▶ Exercise details: Exclude the pictures, and otherwise reproduce the data in full.

>>

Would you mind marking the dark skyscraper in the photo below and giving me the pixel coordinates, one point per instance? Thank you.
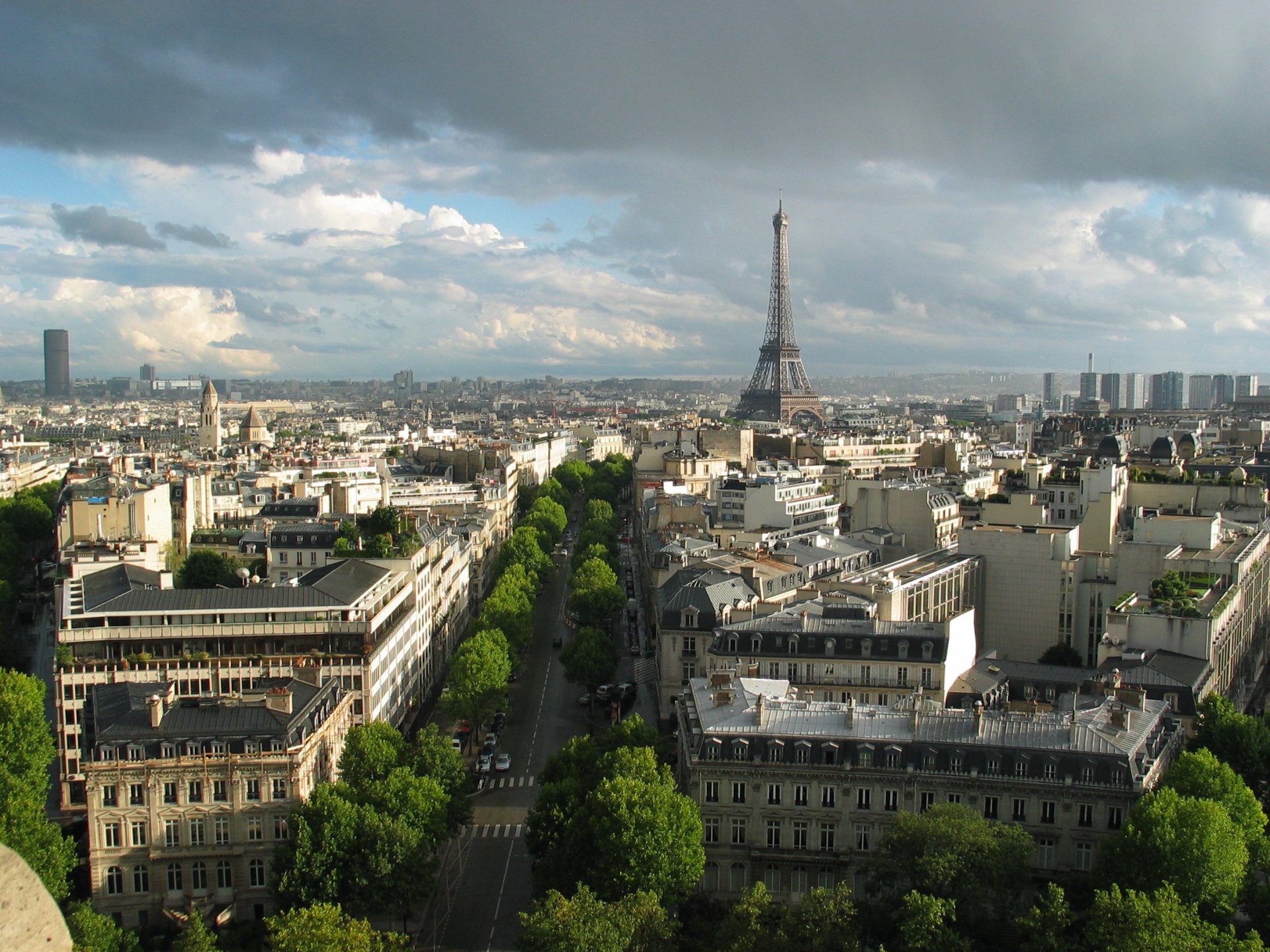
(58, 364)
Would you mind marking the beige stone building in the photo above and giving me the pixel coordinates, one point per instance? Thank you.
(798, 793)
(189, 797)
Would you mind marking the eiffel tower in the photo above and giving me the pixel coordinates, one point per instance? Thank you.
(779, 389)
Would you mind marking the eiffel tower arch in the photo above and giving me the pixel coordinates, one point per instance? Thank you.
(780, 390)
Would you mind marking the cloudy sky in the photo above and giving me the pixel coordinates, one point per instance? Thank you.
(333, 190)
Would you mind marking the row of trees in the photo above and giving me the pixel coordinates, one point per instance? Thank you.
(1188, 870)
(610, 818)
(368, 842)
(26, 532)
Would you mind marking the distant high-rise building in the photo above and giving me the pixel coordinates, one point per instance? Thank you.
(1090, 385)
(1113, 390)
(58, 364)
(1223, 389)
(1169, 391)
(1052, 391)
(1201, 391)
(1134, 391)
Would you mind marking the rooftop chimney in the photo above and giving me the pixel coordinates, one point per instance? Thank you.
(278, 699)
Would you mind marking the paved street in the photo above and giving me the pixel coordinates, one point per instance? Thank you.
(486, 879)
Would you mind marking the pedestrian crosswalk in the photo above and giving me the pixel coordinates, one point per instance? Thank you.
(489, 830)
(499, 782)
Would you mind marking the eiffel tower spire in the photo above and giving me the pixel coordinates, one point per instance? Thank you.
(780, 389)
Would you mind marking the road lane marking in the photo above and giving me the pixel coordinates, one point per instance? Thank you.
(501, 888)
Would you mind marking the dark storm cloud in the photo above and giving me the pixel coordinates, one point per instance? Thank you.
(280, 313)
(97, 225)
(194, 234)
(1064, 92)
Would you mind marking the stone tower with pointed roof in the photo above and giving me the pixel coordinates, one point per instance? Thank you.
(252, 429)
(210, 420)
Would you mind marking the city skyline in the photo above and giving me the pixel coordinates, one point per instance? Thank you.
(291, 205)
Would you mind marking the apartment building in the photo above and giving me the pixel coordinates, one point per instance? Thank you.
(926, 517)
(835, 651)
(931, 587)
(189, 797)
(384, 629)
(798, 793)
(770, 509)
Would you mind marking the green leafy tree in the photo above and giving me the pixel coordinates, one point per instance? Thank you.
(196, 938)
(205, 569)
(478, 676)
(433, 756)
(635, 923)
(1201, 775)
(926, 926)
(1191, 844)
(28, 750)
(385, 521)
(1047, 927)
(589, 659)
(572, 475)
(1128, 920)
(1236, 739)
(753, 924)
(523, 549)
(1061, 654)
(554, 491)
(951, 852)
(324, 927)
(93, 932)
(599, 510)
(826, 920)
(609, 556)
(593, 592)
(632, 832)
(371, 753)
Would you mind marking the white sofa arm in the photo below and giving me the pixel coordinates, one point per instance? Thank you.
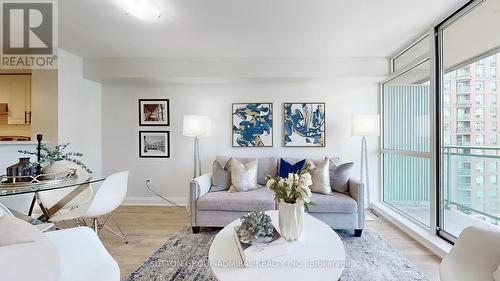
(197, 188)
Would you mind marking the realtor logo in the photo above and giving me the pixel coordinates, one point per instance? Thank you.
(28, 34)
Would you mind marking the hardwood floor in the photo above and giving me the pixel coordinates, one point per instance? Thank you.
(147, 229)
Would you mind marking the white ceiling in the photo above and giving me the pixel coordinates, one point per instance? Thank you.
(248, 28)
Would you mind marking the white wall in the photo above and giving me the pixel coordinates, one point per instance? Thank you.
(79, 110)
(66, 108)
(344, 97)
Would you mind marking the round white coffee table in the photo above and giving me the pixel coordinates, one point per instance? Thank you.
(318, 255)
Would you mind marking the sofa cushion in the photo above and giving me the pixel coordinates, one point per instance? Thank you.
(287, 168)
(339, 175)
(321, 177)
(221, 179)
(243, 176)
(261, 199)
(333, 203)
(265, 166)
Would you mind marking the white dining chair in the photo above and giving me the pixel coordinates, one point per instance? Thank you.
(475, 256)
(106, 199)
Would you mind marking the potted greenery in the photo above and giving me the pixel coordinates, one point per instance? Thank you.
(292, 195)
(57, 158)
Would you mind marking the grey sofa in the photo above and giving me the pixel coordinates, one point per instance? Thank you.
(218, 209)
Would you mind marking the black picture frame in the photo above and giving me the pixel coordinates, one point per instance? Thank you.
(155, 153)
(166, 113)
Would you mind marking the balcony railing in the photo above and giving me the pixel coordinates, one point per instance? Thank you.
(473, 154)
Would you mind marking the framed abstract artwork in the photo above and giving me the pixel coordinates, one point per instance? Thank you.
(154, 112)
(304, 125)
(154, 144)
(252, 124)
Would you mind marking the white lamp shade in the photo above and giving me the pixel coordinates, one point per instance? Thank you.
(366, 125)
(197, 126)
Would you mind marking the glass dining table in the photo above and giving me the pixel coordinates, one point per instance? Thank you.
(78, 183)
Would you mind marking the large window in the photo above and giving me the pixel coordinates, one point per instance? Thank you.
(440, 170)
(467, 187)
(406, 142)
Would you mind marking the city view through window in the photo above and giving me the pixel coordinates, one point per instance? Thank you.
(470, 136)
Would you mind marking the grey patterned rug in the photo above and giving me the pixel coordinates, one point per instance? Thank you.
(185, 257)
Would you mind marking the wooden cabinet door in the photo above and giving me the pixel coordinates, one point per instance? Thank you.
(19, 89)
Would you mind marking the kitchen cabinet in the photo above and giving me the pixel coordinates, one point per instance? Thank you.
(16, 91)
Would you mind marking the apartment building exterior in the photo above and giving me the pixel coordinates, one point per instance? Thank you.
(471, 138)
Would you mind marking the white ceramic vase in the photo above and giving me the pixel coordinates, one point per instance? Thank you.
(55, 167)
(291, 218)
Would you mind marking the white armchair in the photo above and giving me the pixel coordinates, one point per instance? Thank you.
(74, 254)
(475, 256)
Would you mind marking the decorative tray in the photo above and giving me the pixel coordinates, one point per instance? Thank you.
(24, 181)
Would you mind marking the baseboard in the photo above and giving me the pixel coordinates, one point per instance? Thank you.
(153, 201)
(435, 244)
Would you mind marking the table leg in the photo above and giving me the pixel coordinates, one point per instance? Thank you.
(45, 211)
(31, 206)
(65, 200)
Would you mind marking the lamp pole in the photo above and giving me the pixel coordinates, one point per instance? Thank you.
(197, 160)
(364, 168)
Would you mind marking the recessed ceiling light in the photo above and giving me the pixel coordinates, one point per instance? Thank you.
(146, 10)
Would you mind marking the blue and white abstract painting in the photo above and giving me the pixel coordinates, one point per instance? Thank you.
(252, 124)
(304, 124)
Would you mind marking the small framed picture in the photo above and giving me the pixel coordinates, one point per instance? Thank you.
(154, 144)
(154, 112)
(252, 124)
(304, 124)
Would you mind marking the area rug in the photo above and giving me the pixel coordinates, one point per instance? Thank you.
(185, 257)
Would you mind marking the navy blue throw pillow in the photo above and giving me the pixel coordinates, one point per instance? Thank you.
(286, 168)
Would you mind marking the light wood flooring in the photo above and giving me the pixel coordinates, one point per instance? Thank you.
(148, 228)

<<

▶ Finished task:
Would you mind marking the dark skyscraper in the photo below and giving me the pixel coordinates, one point per instance? Thank you.
(58, 364)
Would you mind marking the beige stone building in the photo above and giving me the pixel coordinates, one point per instance? Thank you.
(798, 793)
(189, 797)
Would you mind marking the eiffel tower in the photo above and giving me the pixel coordinates, one point per instance? Thank you.
(779, 389)
Would you mind marking the eiffel tower arch in the photo above and giving me the pixel coordinates, one point per instance? Thank you.
(780, 390)
Would you mind marking the cloudy sky in the photo above and giving me the pixel coordinates, one point per instance? Thank you.
(333, 190)
Would you mind marking the row of trees in the photo above and giving me the pixel coordinates, one point per instance? Thank you.
(1188, 870)
(610, 818)
(368, 842)
(26, 532)
Would you mind marking the distant high-rise building in the photo above and giving me the pixel coordinates, one point per instance? Thank you.
(1090, 385)
(1113, 390)
(58, 364)
(1223, 389)
(1169, 391)
(1052, 391)
(1201, 391)
(1134, 391)
Would you mind marking the rooftop chimney in the photo above and giving me the pixel coordinates, one point per instance? Thank you.
(278, 699)
Would you mind marking the paved street in the photo above and giving me the pixel coordinates, one point per instance? Thank you.
(486, 879)
Would you mind marking the pedestrian crosswalk in the photo above and giving me the pixel coordinates, one point per instance? Thank you.
(489, 830)
(499, 782)
Would you mind marking the eiffel tower spire in the photo above and giving me the pixel coordinates, one point per instance? Thank you.
(780, 389)
Would you mind marking the road lane marking in the photo above and giving me the pixel coordinates, one point per instance? Thank you.
(501, 888)
Would you mind marking the dark storm cloud in the photo above and giving me the pixel coordinates, one point per instance? Thank you.
(280, 313)
(97, 225)
(194, 234)
(1064, 92)
Would you mind marking the stone tower with pointed roof in the photo above and giving me the pixel coordinates, one point per instance? Thank you.
(252, 429)
(210, 420)
Would you mind marking the city skyline in the photo above and giving me the pixel coordinates, one point per instance? Thank you.
(291, 205)
Would you mind marking the apartment building in the photo above and giving me the pixel coordinates, one point per instance? Thank you.
(926, 517)
(835, 651)
(931, 587)
(189, 797)
(384, 629)
(798, 793)
(770, 509)
Would you mind marking the green leafy tree in the photo above and giving me the pixel coordinates, one point per instance? Thank you.
(196, 938)
(205, 569)
(478, 676)
(433, 756)
(635, 923)
(1201, 775)
(926, 926)
(1191, 844)
(28, 750)
(385, 521)
(1047, 927)
(589, 659)
(572, 475)
(1128, 920)
(1236, 739)
(753, 924)
(523, 549)
(1061, 654)
(554, 491)
(951, 852)
(324, 927)
(93, 932)
(599, 510)
(826, 920)
(609, 556)
(593, 592)
(632, 832)
(371, 753)
Would you mind marking the white sofa arm in the photo below and giving me the pixel coordinates, one point per instance? Thank you.
(197, 188)
Would you mind marking the realtor logo in the photo above and giving me the pixel coordinates, one point per instance? Thank you.
(28, 34)
Would you mind marking the hardwood floor in the photo above and giving me the pixel coordinates, one point per instance? Thank you.
(147, 229)
Would you mind marking the white ceiling in the photo above and giving me the pixel coordinates, one point per instance? Thank you.
(248, 28)
Would you mind marking the white wall in the photo above and giving me the pixel coordinates, one point per instance? Thank you.
(79, 110)
(66, 108)
(344, 97)
Would you mind marking the round white coffee table in the photo above and giving me the pixel coordinates, one point per instance? Thank you.
(318, 255)
Would you mind marking the sofa cushion in the photo above and giving me the pixel coordinates, one point per instance? Thank you.
(287, 168)
(339, 175)
(321, 177)
(221, 179)
(243, 176)
(261, 199)
(333, 203)
(265, 166)
Would you mind marking the white dining chair in the photo above and giving me the pixel coordinates, one point per instance? Thank you.
(475, 256)
(106, 199)
Would you mind marking the potted greenery in the photo above and giving me the pixel coordinates, one point per instance? Thank you.
(292, 195)
(57, 158)
Would you mind marking the grey sofa in the photo above and giving me the pixel coordinates, one point per instance? Thank you.
(218, 209)
Would you mind marking the black picture frame in the photo above and giving me the pixel coordinates, one point per instance? Thank you.
(155, 153)
(166, 113)
Would you mind marking the balcony railing in the photo above and giving me the pixel coordinates, one point per instance? Thank you.
(473, 154)
Would you mind marking the framed abstract artwork in the photo above and giving me the pixel coordinates, one point per instance? Thank you.
(154, 112)
(304, 125)
(154, 144)
(252, 124)
Would you mind marking the white lamp shade in the photo above and giving me the pixel coordinates, one point per instance? Thank you.
(366, 125)
(197, 126)
Would you mind marking the glass dining table in the photo above and giving me the pixel coordinates, one point per instance? Thank you.
(78, 183)
Would you mind marking the large window in the photo above and giving me the pixel coordinates, one point per instance? Thank you.
(440, 170)
(467, 187)
(406, 142)
Would you mind marking the city view through window in the photo above and giving me the pixel coordinates, one point per instance? Thank you.
(470, 136)
Would you mind marking the grey patterned rug in the photo above and giving me the pixel coordinates, one point per instance? Thank you.
(185, 257)
Would you mind marking the wooden cabinet door in the photo above and giving me the pixel coordinates, one point per instance? Thank you.
(19, 89)
Would you mind marking the kitchen cabinet in the photo above and giving me the pixel coordinates, one point per instance? Thank you.
(16, 91)
Would you mind marking the apartment building exterior in the photo above and giving me the pixel coordinates, one point per instance? Thank you.
(471, 138)
Would you mind marking the white ceramic vase in the photo above and giving me the pixel coordinates, one point per instance? Thank you.
(55, 167)
(291, 218)
Would you mind marking the white armchair in the photo above and giving me the pixel coordinates, one point per instance? Thank you.
(74, 254)
(475, 256)
Would you mind marking the decorative tray in the photo above and giving me the pixel coordinates, one point per instance? Thank you.
(24, 181)
Would you mind marking the baseboard in the photo above and giving me the pixel coordinates, one point per instance? Thank you.
(153, 201)
(435, 244)
Would you mind marking the table leg in the photo above and giving me the pixel coordinates, one point per instance? Thank you.
(45, 211)
(31, 206)
(65, 200)
Would you mind marking the lamp pole in the photo above and giving me the pixel coordinates, one point per instance? Thank you.
(197, 160)
(364, 168)
Would you mind marking the recessed ceiling light in the photo above and giving me the pixel coordinates, one point per instance? Thank you.
(146, 10)
Would you mind marking the blue and white abstract painting in the photo above and giving me the pixel coordinates, one point per instance? Thank you.
(252, 124)
(304, 124)
Would you mind marking the small framed picture in the photo above and giving me the pixel coordinates, one point per instance? Thank you.
(154, 144)
(154, 112)
(252, 124)
(304, 124)
Would you mind marking the area rug in the photo above and giving me the pixel coordinates, one point per instance? Thank you.
(185, 257)
Would you mind marking the navy blue throw pillow in the photo above and giving me the pixel coordinates, one point per instance? Thank you.
(286, 168)
Would you mind marking the light wood flooring in the photo above and giving me the pixel coordinates, one point per instance? Thank you.
(148, 228)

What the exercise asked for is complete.